**Exercise goal:** Could you write out each entry exactly as it reads?

**Records supplied:**
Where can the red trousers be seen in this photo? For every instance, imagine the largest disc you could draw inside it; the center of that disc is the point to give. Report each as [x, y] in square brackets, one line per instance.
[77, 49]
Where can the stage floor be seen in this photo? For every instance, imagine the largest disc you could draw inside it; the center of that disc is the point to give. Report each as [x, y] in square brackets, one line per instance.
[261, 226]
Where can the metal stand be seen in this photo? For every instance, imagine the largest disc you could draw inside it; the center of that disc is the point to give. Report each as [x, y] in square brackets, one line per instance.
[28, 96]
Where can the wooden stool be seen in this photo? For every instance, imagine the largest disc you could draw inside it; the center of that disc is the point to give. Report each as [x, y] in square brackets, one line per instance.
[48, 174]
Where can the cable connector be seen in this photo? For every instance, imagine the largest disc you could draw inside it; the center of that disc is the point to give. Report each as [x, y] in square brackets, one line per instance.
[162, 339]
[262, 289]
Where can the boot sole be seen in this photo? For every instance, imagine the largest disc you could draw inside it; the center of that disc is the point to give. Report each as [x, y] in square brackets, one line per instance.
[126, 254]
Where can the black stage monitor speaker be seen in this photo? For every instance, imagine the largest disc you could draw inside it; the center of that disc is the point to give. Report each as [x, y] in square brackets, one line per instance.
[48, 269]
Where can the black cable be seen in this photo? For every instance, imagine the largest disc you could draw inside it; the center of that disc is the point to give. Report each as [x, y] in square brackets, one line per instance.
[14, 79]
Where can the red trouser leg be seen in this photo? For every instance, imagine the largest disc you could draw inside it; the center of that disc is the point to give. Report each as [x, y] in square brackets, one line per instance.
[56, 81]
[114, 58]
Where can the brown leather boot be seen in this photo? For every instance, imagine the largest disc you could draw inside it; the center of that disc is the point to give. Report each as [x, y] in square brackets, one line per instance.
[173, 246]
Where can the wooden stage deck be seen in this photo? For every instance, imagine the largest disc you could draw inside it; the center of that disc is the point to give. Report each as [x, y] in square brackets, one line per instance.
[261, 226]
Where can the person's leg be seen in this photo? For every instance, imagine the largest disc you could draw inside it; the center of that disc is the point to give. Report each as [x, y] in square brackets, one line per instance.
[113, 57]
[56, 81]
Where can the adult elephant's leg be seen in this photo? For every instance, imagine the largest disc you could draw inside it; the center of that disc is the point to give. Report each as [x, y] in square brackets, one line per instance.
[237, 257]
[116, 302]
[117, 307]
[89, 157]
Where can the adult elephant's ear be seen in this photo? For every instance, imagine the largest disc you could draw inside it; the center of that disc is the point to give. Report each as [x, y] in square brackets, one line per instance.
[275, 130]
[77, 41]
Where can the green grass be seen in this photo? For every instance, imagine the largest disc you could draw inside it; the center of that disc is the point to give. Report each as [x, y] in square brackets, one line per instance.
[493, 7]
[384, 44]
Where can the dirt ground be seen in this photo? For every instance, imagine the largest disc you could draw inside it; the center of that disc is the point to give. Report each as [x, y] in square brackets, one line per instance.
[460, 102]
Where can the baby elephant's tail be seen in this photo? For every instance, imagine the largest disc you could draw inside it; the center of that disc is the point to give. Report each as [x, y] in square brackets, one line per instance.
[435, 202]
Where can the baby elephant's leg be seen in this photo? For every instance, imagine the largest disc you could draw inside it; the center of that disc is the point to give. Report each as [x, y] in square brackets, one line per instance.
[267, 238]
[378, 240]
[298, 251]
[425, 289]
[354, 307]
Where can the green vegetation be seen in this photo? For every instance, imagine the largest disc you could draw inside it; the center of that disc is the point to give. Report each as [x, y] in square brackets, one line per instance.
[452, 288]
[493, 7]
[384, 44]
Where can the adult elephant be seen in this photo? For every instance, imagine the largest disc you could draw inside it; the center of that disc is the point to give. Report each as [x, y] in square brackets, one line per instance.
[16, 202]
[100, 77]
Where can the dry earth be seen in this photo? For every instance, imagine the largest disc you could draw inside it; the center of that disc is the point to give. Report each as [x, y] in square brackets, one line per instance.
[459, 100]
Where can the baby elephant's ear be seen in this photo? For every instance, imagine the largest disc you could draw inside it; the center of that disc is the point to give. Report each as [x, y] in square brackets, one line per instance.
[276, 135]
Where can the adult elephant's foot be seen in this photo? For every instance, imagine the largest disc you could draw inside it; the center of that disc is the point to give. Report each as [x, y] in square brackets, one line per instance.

**Result below:**
Where can the red trousers be seen in this photo? For every instance, imagine the largest disc you could draw inside it; the center of that disc is the point to give. Report each as [x, y] in square brackets, one line per instance.
[77, 49]
Where can the stage floor be seen in this photo? For every instance, imagine the largest disc you could draw inside it; the center of that disc is the point to give. Report each as [x, y] in square brackets, one line per instance.
[261, 226]
Where can the metal stand be seen in this photo? For every instance, imagine the largest disc you could draw inside it; the center of that disc is the point to give. Report each as [x, y] in square brackets, one line per instance.
[28, 96]
Where can the wooden stool be seen in this photo? For every instance, imagine the largest disc you could draw inside it; the center of that disc is the point to give. Report each as [x, y] in square brackets, one line per instance.
[48, 174]
Where can the cable connector be seen in this photo? For every instance, imagine the largest disc you could draw inside it; the center of that disc is the point to give. Report each as [x, y] in square brackets, one line per instance.
[162, 339]
[262, 289]
Where can the boot sole be seen in this photo? For every instance, imagine the largest disc you could draw inside it; the center of that disc is the point to give. Report each as [x, y] in square brackets, one line per instance.
[126, 254]
Where can the black stage monitor speaker be seen in this photo? For every instance, imagine the largest disc you could draw inside it; the center of that disc is the point to give. Report each as [x, y] in square brackets, one line per instance.
[48, 269]
Where can the black cable be seen in this photo? For every instance, imagine the largest disc you could draw inside it; the center of that disc is the point to give. Report each as [x, y] in square brackets, one line per instance.
[14, 79]
Where can the red trouser leg be seen in this photo? For every instance, imagine the largest disc you could draw inside it; the center of that disc is the point to give. Report each as [x, y] in square brackets, one line per instance.
[56, 81]
[114, 58]
Where can the brown leather boot be seen in this photo? For every instance, imagine the largest disc you could draw inside it; the center of that disc is the point to give. Report each as [x, y] in square brackets, one line per instance.
[173, 246]
Where can the wooden stage deck be seen in this photo? For every instance, imagine the largest disc you could draw inside it; the center of that disc is the point to give. Report each as [x, y] in square brackets, one line per instance.
[261, 226]
Where can the person's leg be seen in this photo? For every instance, imagine the largest disc you could draw inside it; the center of that disc is the point to give. Report each as [x, y] in square brackets, one line per instance.
[113, 57]
[56, 81]
Where can the adult elephant's leg be seen in this photo? For every instance, imagine the largest disc you could draw inside it; the center of that disc is the point to give. Report each as [x, y] in square brackets, one line per instance.
[237, 257]
[116, 302]
[117, 307]
[89, 157]
Where can the adult elephant's ear be seen in this photo? For every instance, imagine the largest disc you could draw inside it; the center of that disc is the point to give. Report each as [x, y] in square brackets, one line per instance.
[275, 130]
[77, 41]
Where can the green grass be seen in this photo? For every instance, imagine the largest disc you could draw inside it; the center of that disc is the point to give. Report each as [x, y] in square brackets, one line per instance.
[493, 7]
[384, 44]
Where can the dirt ground be seen in this photo? For every instance, imagine the largest disc you could draw inside it; the center of that disc is the point to give. Report each as [x, y] in square brackets, one line per instance.
[460, 102]
Where can the baby elephant's tail be seen in this photo? For every instance, imagine the largest disc you could draw inside it; the center of that disc is the point to give. Report each as [x, y] in square brackets, one line per instance.
[435, 202]
Where can the baby elephant's leg be seen in this photo? For every instance, imagine the largest disc you could draw inside it; the center of that disc is the point to give. Report each as [x, y] in square brackets, one line per instance.
[267, 238]
[378, 240]
[298, 251]
[425, 289]
[354, 307]
Where can the green vegetation be seen in this photo? For every instance, imagine the largest disc you could draw inside it; the center of that disc is the point to give. Report each as [x, y] in square brackets, one line per instance.
[452, 288]
[493, 7]
[384, 44]
Where can the adult elephant be seen in this photo? For every instance, imagine the largest disc you could draw inside it; the center of that disc is the point to give. Report each as [x, y] in square brackets, one line per instance.
[16, 202]
[100, 77]
Where can the dry earth be seen in this photo? For every instance, imagine the largest disc you could draw inside it; the center of that disc is the point to give. Report each as [x, y] in square brackets, one line per instance.
[459, 100]
Where can the baby elephant's ear be seen in this photo? For every instance, imagine the largest disc you could draw inside it; the center of that disc is the point to give. Report each as [x, y] in square brackets, one line per instance.
[276, 135]
Where can the adult elephant's foot be seen in this photo? For every instance, imagine the largest disc you could draw inside it; the center of that disc is the point to give. Report each as [x, y] in square brackets, one line per instance.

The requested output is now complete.